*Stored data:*
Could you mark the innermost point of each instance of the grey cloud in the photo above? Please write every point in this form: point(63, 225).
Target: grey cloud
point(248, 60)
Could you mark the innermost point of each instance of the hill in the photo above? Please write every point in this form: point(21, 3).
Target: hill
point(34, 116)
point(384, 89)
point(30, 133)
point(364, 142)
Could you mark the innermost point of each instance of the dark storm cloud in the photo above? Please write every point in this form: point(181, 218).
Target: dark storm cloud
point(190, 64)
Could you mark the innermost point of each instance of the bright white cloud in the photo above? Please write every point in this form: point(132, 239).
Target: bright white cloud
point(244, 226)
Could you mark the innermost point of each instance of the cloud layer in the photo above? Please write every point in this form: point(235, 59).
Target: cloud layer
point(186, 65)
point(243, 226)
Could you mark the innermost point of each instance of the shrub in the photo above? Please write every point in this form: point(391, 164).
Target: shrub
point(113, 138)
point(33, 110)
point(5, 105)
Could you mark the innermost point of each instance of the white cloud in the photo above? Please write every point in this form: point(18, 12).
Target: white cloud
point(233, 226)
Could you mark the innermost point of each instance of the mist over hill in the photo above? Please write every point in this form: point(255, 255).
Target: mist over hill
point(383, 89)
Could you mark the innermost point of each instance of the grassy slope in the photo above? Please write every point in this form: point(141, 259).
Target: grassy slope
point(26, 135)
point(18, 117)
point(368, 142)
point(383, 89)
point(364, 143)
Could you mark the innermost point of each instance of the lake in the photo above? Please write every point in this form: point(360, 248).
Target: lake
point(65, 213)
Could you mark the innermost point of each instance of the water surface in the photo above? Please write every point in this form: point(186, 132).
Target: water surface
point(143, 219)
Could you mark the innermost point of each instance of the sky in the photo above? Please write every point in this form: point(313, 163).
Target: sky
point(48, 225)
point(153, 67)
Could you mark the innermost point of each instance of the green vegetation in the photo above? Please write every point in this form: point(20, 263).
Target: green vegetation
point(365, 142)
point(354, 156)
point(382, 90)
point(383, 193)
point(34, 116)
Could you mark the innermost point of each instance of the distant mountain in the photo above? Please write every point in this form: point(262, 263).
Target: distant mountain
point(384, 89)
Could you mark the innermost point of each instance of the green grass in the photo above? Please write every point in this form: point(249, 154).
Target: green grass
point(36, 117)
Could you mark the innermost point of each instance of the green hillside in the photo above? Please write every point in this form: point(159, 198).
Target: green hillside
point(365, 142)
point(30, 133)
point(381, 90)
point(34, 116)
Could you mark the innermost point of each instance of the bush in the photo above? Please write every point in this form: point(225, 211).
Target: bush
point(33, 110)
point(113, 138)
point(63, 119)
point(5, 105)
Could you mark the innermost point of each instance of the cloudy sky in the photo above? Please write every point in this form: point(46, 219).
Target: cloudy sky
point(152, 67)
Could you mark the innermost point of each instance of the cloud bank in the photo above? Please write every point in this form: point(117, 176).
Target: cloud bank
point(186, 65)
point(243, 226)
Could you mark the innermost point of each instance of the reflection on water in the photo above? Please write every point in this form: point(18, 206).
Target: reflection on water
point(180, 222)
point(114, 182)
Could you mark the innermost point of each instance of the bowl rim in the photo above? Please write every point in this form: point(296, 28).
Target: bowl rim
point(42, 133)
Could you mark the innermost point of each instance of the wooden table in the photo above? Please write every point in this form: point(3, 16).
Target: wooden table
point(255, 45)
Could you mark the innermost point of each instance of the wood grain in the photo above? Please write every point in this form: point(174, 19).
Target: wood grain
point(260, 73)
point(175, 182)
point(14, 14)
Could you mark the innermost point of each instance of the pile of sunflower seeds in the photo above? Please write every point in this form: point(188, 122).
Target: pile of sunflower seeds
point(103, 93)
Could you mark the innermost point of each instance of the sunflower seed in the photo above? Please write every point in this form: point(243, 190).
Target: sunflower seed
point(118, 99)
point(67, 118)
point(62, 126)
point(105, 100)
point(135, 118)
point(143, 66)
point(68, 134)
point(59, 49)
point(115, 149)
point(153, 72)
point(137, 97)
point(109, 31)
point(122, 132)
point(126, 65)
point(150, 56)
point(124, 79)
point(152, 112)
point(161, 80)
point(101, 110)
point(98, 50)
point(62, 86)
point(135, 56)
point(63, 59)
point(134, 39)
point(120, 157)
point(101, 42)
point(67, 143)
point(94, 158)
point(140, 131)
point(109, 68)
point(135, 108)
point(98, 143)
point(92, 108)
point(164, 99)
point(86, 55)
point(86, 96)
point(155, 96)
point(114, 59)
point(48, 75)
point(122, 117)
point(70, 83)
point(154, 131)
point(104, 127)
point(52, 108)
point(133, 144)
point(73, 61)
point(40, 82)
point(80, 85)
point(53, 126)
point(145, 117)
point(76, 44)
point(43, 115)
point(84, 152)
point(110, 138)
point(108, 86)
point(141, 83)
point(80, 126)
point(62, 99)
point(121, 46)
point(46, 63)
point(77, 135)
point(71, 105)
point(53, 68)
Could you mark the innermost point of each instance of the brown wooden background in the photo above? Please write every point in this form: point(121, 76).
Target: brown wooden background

*Task brief:* Copy the data above in full, exactly as it reads.

*Written response:*
Could you mark the innermost point of each instance of the grey cloud in the photo above? Please write every point in this form: point(63, 225).
Target: grey cloud
point(248, 60)
Could you mark the innermost point of each instance of the hill in the photo above? Please write every point in this form: point(21, 3).
Target: hill
point(34, 116)
point(384, 89)
point(30, 133)
point(364, 142)
Could you mark the innermost point of each instance of the dark storm cloud in the photo above? Please write every point in this form: point(181, 218).
Target: dark storm cloud
point(190, 64)
Could you mark the innermost point of each instance of the bright white cloud in the photo above? Please write every point in this form: point(132, 239).
Target: bright white cloud
point(244, 226)
Could you mark the innermost point of each instance of the cloud layer in the photo above? Please write every point in this form: point(235, 59).
Target: cloud layer
point(186, 65)
point(243, 226)
Could you mark the innermost point of each instance of the shrub in the photo above? Please write every point in this form: point(391, 164).
Target: shrub
point(113, 138)
point(33, 110)
point(5, 105)
Could you mark the innermost point of each instance of the white cloud in the photo above? Please write every point in this form: point(18, 12).
Target: white cloud
point(233, 226)
Could you mark the innermost point of each instance of the mist over hill in the photo above? Please write every point in this form: point(255, 255).
Target: mist over hill
point(383, 89)
Could you mark the innermost point of each instance of the grassy slope in the photo above? Please write every point in this form: point(141, 259).
Target: grassy slope
point(26, 135)
point(18, 117)
point(368, 142)
point(383, 89)
point(364, 143)
Could you mark the innermost point of each instance of the lake in the photo above? Please write every point in this form: point(360, 248).
Target: lake
point(65, 213)
Could you mark the innermost point of each instance of the water surface in the photo above? Please write every point in this form: point(186, 132).
Target: water surface
point(143, 219)
Could you mark the innermost point of each instance of the sky in the photo above? Please write every point in this form: point(313, 163).
Target: sky
point(48, 225)
point(153, 67)
Could you mark the innermost point of each instance of the green vegetation in the photo above? Please write every point in this form: point(20, 263).
Target: green vegetation
point(365, 142)
point(354, 156)
point(382, 90)
point(383, 193)
point(34, 116)
Could you mark the innermost point of each instance of the distant mountain in the photo above? Please write every point in this form: point(262, 263).
Target: distant mountain
point(384, 89)
Could you mark the innermost point of each instance of the green grass in the photo above? Please write every point in this form: point(249, 154).
Target: green grass
point(36, 117)
Could you mark the innermost point of each instance of the green hillside in the photo above? Please write every point in this form: point(159, 198).
Target: green hillside
point(365, 142)
point(30, 133)
point(381, 90)
point(34, 116)
Could you mark the innermost point of each instance of the bush in the photo above? Please write every point in this form: point(225, 211).
Target: bush
point(33, 110)
point(113, 138)
point(63, 119)
point(5, 105)
Could you mark the innermost point of each instance of the cloudy sky in the photo above? Please write every point in this form: point(46, 219).
Target: cloudy sky
point(152, 67)
Could you mark the innermost point of each instance of the cloud bank in the photo above? Please write every point in this form: point(117, 176).
Target: cloud bank
point(186, 65)
point(243, 226)
Could you mark the innermost point of each instance of the reflection on water in the photo above? Please write every point in this form: point(18, 206).
Target: reflection on water
point(180, 222)
point(114, 182)
Could you mark the innermost point of each instance of the bowl rim in the photo above? Please write every point in this form: point(296, 28).
Target: bowl rim
point(42, 133)
Could you mark the innermost point of each instance of the wooden table in the photo above? Please write every point in this form: point(3, 16).
Target: wooden table
point(255, 45)
Could you mark the innermost point of each instance of the wood grain in the photo above? Please write every point in this form: point(174, 19).
Target: wood grain
point(260, 73)
point(175, 182)
point(14, 14)
Could you mark the innermost point of each instance of the pile of sunflower seeds in the photo above? Please write every point in this form: point(188, 122).
Target: pile of sunflower seeds
point(103, 93)
Could you mark the innermost point of each instance of the sunflower seed in the photo above? Please write every point in this form: point(243, 190).
Target: sunflower seed
point(118, 99)
point(67, 118)
point(62, 126)
point(105, 100)
point(135, 118)
point(143, 66)
point(68, 134)
point(59, 49)
point(115, 149)
point(153, 72)
point(137, 97)
point(109, 31)
point(122, 132)
point(126, 65)
point(150, 56)
point(124, 79)
point(152, 112)
point(161, 80)
point(101, 110)
point(98, 50)
point(62, 86)
point(135, 56)
point(63, 59)
point(134, 39)
point(120, 157)
point(101, 42)
point(67, 143)
point(94, 158)
point(140, 131)
point(109, 68)
point(135, 108)
point(98, 143)
point(92, 108)
point(164, 99)
point(86, 55)
point(86, 96)
point(155, 96)
point(114, 59)
point(48, 75)
point(122, 117)
point(70, 83)
point(154, 131)
point(104, 127)
point(52, 108)
point(133, 144)
point(73, 61)
point(40, 82)
point(80, 85)
point(53, 126)
point(145, 117)
point(76, 44)
point(43, 115)
point(84, 152)
point(110, 138)
point(108, 86)
point(141, 83)
point(80, 126)
point(62, 99)
point(121, 46)
point(46, 63)
point(77, 135)
point(71, 105)
point(53, 68)
Could you mark the innermost point of each instance of the brown wooden background in the photo above? Please write every point in this form: point(121, 76).
Target: brown wooden background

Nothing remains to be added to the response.